ACTIONS TO TAKE
**A)** Answer these questions from the Dry January text.
(i) For some, what does January first also mean?
(ii) What has been on the rise in recent years?
(iii) Which two drinks does the text say some readers cherish?
**B)** Quote the stretch of the Dry January text from "The popularity of" through "it pretty quickly.", word for word.

EXTRACT PROVIDED
━━━━━━━━━━━━━━━━━━━━
Living the Dry Life for the Canadian Cancer Society

Is it just us or does January feel like the longest month of the year? Holiday excitement is over, New Year’s resolutions have set in, it’s bitterly cold and winter has just started. For some, January first also means the beginning of an alcohol-free month.

The popularity of Dry January has been on the rise in recent years. It makes perfect sense; who doesn’t feel like a break from alcohol after the boozy holiday season? It can be a bit tricky at first (we are creatures of habit after all) but there are so many benefits to not drinking that you get into it pretty quickly.

For those of you who cherish your post work beer or your glass of wine with dinner, and think there’s no way you could give up drinking for a month, especially in the middle of winter, you’d be surprised how quickly a month goes by (even January). It also helps that you feel amazing! Since we’re social creatures, as well as habitual ones, it’s always nice to have some support when embarking on a challenge, and these days there’s no shortage of sober folks in January.
━━━━━━━━━━━━━━━━━━━━
RECORDED DATA
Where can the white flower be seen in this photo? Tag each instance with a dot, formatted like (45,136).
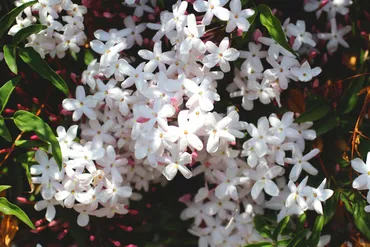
━━━━━━━━━━━━━━━━━━━━
PER-TASK ANSWERS
**A)**
(i) The beginning of an alcohol-free month.
(ii) The popularity of Dry January.
(iii) A post work beer and a glass of wine with dinner.

**B)**
The popularity of Dry January has been on the rise in recent years. It makes perfect sense; who doesn’t feel like a break from alcohol after the boozy holiday season? It can be a bit tricky at first (we are creatures of habit after all) but there are so many benefits to not drinking that you get into it pretty quickly.